一、需求分析

1.1、基本需求

从web服务器的日志中，统计实时的访问流量
统计每分钟的ip访问量，取出访问量最大的5个地址，每5秒更新一次

1.1.1、解决思路

将 apache 服务器日志中的时间，转换为时间戳，作为 Event Time
构建滑动窗口，窗口长度为1分钟，滑动距离为5秒

1.2、模块实现

我们现在要实现的模块是 “实时流量统计”。对于一个电商平台而言，用户登录的入口流量、不同页面的访问流量都是值得分析的重要数据，而这些数据，可以简单地从web服务器的日志中提取出来。我们在这里实现最基本的“页面浏览数”的统计，也就是读取服务器日志中的每一行log，统计在一段时间内用户访问url的次数。
具体步骤为：每隔5秒，输出最近10分钟内访问量最多的前N个URL。可以看出，这个需求与之前“实时热门商品统计”非常类似

package com.chb.userbehavioranalysis.traffic


import java.sql.Timestamp
import java.text.SimpleDateFormat

import org.apache.flink.api.common.functions.AggregateFunction
import org.apache.flink.api.common.state.{ListState, ListStateDescriptor}
import org.apache.flink.streaming.api.TimeCharacteristic
import org.apache.flink.streaming.api.functions.KeyedProcessFunction
import org.apache.flink.streaming.api.functions.timestamps.BoundedOutOfOrdernessTimestampExtractor
import org.apache.flink.streaming.api.scala._
import org.apache.flink.streaming.api.scala.function.WindowFunction
import org.apache.flink.streaming.api.windowing.time.Time
import org.apache.flink.streaming.api.windowing.windows.TimeWindow
import org.apache.flink.util.Collector

import scala.collection.mutable.ListBuffer


// 输入数据格式
case class ApacheLogEvent(ip: String, userId: String, eventTime: Long, method: String, url: String)

● **所给条目**
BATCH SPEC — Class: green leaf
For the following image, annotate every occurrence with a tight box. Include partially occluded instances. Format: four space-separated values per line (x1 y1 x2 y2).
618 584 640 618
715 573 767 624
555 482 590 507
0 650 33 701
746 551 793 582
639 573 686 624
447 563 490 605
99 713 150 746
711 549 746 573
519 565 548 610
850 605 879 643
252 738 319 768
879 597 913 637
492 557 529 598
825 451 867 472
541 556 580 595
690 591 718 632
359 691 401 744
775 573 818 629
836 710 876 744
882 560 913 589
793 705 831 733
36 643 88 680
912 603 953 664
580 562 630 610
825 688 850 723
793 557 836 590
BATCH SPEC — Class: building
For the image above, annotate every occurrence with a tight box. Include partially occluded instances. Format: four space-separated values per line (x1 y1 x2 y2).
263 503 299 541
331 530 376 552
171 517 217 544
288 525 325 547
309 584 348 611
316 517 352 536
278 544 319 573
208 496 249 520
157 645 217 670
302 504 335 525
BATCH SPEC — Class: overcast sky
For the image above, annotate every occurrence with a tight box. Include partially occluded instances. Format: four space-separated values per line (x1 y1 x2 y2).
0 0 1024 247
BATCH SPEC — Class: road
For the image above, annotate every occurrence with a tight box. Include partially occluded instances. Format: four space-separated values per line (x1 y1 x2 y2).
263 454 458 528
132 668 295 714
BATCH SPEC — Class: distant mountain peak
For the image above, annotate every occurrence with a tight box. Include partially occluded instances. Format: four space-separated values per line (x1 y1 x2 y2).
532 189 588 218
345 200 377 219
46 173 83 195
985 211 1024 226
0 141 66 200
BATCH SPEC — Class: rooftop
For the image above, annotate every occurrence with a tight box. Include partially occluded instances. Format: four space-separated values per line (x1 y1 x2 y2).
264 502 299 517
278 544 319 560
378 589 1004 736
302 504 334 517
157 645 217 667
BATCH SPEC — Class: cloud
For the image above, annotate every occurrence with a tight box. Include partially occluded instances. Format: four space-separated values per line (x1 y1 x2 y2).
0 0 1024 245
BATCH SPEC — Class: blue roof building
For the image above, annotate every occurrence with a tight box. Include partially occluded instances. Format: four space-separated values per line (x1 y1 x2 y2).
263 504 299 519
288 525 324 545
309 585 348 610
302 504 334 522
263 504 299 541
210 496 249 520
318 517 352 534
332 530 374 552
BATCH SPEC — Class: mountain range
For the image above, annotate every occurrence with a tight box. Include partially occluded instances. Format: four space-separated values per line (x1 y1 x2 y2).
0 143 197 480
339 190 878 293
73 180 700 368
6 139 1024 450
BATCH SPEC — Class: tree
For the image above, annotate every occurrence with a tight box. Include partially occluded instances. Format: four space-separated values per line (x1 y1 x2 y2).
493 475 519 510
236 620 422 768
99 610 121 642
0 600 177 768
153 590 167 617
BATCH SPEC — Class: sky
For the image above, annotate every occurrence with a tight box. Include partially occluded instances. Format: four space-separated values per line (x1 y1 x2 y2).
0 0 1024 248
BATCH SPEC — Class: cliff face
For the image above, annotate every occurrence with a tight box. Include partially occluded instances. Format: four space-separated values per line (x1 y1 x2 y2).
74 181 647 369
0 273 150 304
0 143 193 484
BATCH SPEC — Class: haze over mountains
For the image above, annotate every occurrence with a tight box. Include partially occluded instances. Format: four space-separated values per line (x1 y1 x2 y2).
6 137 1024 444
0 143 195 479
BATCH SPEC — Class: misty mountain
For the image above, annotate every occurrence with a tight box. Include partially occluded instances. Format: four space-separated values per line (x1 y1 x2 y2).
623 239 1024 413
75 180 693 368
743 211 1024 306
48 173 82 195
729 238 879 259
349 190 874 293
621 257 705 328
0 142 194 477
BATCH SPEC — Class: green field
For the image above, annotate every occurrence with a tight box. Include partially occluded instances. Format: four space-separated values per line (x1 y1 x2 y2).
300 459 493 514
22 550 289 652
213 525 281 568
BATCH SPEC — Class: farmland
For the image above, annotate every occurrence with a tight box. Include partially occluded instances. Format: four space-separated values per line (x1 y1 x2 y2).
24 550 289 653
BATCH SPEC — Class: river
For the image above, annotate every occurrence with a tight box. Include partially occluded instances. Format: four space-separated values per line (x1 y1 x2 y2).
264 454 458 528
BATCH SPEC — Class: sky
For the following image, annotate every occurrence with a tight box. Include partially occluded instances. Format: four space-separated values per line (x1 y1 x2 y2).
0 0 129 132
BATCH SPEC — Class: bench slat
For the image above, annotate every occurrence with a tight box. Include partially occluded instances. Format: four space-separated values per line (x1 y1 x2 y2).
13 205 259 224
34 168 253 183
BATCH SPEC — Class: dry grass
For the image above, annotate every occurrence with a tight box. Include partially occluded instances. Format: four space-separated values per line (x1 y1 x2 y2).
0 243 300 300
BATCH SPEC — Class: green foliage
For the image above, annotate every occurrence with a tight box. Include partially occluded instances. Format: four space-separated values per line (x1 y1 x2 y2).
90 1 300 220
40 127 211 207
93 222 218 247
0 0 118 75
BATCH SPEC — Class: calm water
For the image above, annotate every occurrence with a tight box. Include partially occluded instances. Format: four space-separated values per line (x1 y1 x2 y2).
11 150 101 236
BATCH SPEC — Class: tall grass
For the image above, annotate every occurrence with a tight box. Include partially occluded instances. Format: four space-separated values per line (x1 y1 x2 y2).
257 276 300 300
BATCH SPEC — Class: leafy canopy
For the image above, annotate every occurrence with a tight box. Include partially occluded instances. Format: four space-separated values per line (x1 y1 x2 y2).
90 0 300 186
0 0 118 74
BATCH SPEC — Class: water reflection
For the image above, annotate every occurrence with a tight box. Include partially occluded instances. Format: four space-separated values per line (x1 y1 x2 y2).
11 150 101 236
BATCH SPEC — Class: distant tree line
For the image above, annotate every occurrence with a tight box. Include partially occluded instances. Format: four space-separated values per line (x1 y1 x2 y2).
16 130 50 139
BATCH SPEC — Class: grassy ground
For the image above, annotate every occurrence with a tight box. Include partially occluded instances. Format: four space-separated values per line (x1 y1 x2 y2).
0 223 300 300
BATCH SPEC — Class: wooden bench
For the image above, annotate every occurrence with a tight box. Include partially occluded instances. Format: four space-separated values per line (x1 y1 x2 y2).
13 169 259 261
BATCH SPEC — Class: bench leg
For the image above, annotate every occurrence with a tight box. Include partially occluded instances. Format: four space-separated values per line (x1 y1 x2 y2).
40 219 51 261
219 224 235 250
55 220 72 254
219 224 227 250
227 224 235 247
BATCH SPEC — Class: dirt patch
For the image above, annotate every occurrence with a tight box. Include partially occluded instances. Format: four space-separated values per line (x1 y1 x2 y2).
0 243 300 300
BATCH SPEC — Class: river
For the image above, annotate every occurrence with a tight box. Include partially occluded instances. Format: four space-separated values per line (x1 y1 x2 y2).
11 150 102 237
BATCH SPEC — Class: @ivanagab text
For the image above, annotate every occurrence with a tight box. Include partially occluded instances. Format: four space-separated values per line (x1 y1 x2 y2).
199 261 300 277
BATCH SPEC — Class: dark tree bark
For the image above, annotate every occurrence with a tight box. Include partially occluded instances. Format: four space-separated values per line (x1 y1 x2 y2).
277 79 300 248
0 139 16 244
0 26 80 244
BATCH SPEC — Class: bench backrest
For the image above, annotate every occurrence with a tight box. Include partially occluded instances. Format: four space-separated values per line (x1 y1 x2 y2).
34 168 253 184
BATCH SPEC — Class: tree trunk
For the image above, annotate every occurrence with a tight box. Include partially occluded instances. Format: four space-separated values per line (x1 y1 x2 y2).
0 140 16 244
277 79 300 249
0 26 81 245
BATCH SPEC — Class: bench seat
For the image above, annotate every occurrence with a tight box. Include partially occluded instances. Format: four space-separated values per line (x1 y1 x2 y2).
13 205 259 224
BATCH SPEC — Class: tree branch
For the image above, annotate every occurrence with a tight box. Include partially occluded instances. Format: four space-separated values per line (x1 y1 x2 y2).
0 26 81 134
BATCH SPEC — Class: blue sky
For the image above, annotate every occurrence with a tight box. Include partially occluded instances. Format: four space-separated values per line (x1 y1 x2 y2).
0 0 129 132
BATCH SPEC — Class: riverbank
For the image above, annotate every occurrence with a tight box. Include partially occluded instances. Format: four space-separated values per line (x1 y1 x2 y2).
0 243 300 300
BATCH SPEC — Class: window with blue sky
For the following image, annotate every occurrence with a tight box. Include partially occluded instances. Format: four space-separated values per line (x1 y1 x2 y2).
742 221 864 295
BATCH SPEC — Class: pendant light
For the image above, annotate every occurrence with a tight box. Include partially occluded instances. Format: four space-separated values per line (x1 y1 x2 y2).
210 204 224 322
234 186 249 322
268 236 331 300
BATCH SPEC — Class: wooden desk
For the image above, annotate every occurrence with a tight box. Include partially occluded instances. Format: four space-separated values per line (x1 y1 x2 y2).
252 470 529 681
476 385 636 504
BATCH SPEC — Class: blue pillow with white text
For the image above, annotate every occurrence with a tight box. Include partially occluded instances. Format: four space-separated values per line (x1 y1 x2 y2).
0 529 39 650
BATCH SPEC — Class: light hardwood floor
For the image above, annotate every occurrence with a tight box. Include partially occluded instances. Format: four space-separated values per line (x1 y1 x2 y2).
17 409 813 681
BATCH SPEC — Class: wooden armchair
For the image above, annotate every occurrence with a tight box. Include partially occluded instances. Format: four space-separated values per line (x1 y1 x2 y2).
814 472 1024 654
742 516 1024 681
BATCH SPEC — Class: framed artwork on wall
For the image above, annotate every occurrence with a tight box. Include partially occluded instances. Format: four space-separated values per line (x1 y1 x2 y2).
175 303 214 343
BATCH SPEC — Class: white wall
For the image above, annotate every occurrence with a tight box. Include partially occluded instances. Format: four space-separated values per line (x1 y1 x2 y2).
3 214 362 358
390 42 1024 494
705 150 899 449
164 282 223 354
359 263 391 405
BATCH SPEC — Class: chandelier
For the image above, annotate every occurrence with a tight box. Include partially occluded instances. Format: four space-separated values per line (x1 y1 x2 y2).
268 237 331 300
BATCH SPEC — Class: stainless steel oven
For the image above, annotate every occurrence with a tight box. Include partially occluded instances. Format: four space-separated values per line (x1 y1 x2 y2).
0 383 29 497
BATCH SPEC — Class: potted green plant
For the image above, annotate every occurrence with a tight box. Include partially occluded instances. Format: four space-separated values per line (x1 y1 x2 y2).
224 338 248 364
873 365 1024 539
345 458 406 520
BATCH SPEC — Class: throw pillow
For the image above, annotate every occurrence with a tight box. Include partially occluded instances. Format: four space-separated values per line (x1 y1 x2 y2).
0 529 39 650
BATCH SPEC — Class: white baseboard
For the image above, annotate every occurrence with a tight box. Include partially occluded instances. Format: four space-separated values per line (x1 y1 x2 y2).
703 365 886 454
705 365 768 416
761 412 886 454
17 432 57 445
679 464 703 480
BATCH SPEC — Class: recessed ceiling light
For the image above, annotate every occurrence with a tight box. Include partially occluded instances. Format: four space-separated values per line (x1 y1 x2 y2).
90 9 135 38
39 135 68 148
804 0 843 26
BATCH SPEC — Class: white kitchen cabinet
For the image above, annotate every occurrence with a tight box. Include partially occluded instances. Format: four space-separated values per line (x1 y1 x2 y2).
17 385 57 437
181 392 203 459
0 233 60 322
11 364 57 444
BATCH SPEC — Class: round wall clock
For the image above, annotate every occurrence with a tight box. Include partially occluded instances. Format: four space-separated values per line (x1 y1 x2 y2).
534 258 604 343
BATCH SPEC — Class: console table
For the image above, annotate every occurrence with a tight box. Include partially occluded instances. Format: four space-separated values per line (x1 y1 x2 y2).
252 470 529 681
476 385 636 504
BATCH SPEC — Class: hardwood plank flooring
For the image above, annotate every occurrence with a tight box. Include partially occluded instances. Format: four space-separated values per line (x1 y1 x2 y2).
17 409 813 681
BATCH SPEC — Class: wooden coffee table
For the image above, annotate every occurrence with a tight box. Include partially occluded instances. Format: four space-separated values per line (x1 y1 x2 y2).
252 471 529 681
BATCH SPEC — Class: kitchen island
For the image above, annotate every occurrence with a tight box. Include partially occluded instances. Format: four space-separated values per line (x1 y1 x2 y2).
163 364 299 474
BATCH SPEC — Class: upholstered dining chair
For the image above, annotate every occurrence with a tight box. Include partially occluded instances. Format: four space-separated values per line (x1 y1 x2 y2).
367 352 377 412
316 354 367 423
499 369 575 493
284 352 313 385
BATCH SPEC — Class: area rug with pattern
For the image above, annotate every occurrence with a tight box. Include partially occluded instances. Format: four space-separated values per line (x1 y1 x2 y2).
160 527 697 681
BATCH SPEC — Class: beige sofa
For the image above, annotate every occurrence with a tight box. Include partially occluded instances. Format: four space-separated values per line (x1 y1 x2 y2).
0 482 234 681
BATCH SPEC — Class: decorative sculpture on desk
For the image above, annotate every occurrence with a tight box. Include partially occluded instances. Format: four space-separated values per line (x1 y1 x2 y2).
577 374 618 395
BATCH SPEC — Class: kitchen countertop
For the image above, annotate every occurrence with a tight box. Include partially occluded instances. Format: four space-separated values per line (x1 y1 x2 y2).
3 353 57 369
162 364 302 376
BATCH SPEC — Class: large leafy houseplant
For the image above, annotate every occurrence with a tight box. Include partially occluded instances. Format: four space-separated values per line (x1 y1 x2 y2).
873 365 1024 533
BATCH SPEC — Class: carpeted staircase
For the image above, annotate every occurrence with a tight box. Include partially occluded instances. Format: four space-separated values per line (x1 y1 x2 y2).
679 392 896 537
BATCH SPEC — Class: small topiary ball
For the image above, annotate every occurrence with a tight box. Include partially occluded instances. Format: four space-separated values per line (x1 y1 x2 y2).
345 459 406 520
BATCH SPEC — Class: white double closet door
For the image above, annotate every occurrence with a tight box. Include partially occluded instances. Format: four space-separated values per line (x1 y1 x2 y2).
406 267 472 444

● **任务要求**
• a. 把实时流量统计原文中“import scala.collection.mutable.ListBuffer”与“String, url: String)”之间的部分（含两端）重新写出，并将其中的“ApacheLogEvent”换成“ServerLogEvent”。
• b. 能用两句话概括这篇关于实时流量统计的原文吗？
• c. 这篇关于实时流量统计的原文在最后一行之后会怎样展开？请接着写下去。

● **练习答案**
• a.
import scala.collection.mutable.ListBuffer


// 输入数据格式
case class ServerLogEvent(ip: String, userId: String, eventTime: Long, method: String, url: String)

• b. 该需求要从web服务器日志中统计实时访问流量，统计每分钟的IP访问量，取出访问量最大的5个地址，并每5秒更新一次。解决思路是把apache服务器日志中的时间转换为时间戳作为Event Time，再构建窗口长度为1分钟、滑动距离为5秒的滑动窗口。

• c.
// 输出数据格式
case class UrlViewCount(url: String, windowEnd: Long, count: Long)

/**
 * 实时流量统计
 */
object NetworkTraffic {

    def main(args: Array[String]): Unit = {
        val env = StreamExecutionEnvironment.getExecutionEnvironment
        env.setStreamTimeCharacteristic(TimeCharacteristic.EventTime)
        env.setParallelism(1)

        val stream = env
            .readTextFile(getClass.getResource("/apache.log").getPath)
            .map(line => {
                val linearray = line.split(" ")
                // 定义时间转换模板将时间转成时间戳
                val simpleDateFormat = new SimpleDateFormat("dd/MM/yyyy:HH:mm:ss")
                val timestamp = simpleDateFormat.parse(linearray(3)).getTime
                ApacheLogEvent(linearray(0), linearray(1), timestamp, linearray(5), linearray(6))
            })
            // 乱序数据处理，创建时间戳和水位
            .assignTimestampsAndWatermarks(new BoundedOutOfOrdernessTimestampExtractor[ApacheLogEvent](Time.seconds(10)) {
                override def extractTimestamp(t: ApacheLogEvent): Long = {
                    t.eventTime
                }
            })
            .filter(_.method == "GET")
            .keyBy(_.url)
            .timeWindow(Time.minutes(1), Time.seconds(5))
            .aggregate(new CountAgg(), new WindowResultFunction())
            .keyBy(_.windowEnd)
            .process(new TopNHotUrls(5))
            .print()

        env.execute("Network Traffic Analysis Job")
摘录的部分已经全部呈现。